Ce qu’il faut faire, c’est donc garder les données sur tous les candidats aux appels d’offres et comparer les lauréats et les non-lauréats. Le livre rentre plus en détail sur la manière de procéder, mais pour preuve que cela marche, c’est qu’aux États-Unis à la fin de la crise de 2008-2009, ils avaient lancé des programmes d’innovation verte avec des financements en aval et amont. En faisant l’évaluation de ce programme, ils se sont rendu compte que les financements en amont (au début du cycle de vie d’une start-up) avaient un grand effet d’entraînement tandis qu’en aval ils se substituaient seulement à des financements privés. Sur la base de cette évaluation, ils ont redistribué les fonds vers le dispositif avant.
Et ce n’est pas un processus très long, en trois à quatre ans, on peut déjà observer des résultats. Pour revenir au cas de la France, l’essentiel est de conserver les données, de s’engager à les évaluer et, surtout, d’annoncer que, par exemple, 30 % des fonds seront redéployés à la suite de ces évaluations. Sinon, l’évaluation devient une simple formalité postérieure sans véritable impact ou importance politique. Ce qui est infiniment regrettable, car cela devient finalement un exercice académique sans utilité.
On note un manque d’offre d’évaluation, notamment en France où l’administration fait rarement usage de techniques d’évaluation sophistiquées. Comment pallier ce manque ?
Vous avez tout à fait raison. En France, nous avons plusieurs instituts de recherche majeurs, par exemple l’OFCE et l’IPP, qui utilisent ces techniques avancées d’évaluation et sont souvent sollicités par les administrations. Cependant, ils ne peuvent pas gérer un nombre illimité d’évaluations et il serait très utile que les administrations développent davantage de compétences d’évaluation en interne. En ce qui concerne l’évaluation des politiques d’innovation, notamment avec un budget important de 50 milliards d’euros, nous disposons d’assez d’évaluateurs compétents pour mener à bien cette tâche. S’il y a encore des lacunes en matière d’offre d’évaluation dans notre pays, ce n’est pas une raison pour ne pas transformer l’évaluation des politiques d’évaluation dès maintenant.

#### Consignes de l'exercice:
**1.** Dans le texte sur l'évaluation des politiques d'innovation, quels instituts de recherche français sont cités en exemple ?
**2.** Rédigez la suite du texte sur l'évaluation des politiques d'innovation après sa dernière phrase.
Les items n'interviennent en rien dans ce travail.

#### Extraits des données:
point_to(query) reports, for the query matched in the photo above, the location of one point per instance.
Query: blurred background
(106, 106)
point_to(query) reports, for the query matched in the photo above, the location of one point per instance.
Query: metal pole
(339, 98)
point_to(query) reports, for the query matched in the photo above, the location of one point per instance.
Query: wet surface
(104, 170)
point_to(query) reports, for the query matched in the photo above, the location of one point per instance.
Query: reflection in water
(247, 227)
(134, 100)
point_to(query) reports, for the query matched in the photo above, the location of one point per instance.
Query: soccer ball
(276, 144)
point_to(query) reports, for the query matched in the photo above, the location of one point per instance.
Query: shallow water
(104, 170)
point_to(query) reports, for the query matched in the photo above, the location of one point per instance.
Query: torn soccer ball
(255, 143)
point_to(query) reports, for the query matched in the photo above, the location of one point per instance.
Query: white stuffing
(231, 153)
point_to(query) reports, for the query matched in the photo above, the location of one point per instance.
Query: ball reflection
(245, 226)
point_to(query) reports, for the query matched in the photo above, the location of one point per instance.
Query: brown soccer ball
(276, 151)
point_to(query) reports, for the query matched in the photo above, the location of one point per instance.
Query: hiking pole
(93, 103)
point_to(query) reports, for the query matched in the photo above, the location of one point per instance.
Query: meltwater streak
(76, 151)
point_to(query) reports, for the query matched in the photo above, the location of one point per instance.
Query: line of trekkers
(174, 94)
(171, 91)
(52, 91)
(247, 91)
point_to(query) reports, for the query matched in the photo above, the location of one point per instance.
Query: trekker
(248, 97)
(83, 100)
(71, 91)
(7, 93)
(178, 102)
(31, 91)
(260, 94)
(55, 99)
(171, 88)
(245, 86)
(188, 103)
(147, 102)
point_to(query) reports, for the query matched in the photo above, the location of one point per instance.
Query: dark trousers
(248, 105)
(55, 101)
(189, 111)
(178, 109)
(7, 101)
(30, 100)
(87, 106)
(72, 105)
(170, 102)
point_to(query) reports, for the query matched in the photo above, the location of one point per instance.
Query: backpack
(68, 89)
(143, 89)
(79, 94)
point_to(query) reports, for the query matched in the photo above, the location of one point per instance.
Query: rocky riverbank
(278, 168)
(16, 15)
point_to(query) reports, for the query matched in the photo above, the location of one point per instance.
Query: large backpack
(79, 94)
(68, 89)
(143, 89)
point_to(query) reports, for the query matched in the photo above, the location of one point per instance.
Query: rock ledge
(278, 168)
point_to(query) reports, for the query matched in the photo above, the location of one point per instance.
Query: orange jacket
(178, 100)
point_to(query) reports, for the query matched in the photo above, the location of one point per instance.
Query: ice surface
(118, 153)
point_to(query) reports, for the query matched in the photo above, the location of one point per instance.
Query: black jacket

#### Réponses par consigne:
**1.** L'OFCE et l'IPP.

**2.**
Conclusion
Pour conclure, l’Institut Avant-garde cherche à « transformer l’esprit économique ». Quel serait, selon vous, le problème dans le domaine de l’innovation qui exigerait le plus urgemment une transformation de cet esprit ?
Trois points principaux me viennent à l’esprit. Premièrement, nous devons donner la priorité à l’éducation. C’est essentiel pour une politique d’innovation efficace. Deuxièmement, philosophiquement, nous devons adopter une approche de « rhizome » plutôt que celle du « ruissellement ». Il ne s’agit pas seulement de créer des technologies, mais de les diffuser. Enfin, troisièmement, il est crucial d’adopter une culture d’évaluation.
Xavier Jaravel est professeur d’économie à la London School of Economics and Political Science. En 2021, il reçoit le Prix du meilleur jeune économiste décerné par le journal Le Monde et le Cercle des Économistes. Selon le classement IDEAS/RePEc 2023, il est classé parmi le top 5 des jeunes économistes universitaires les plus cités dans le monde.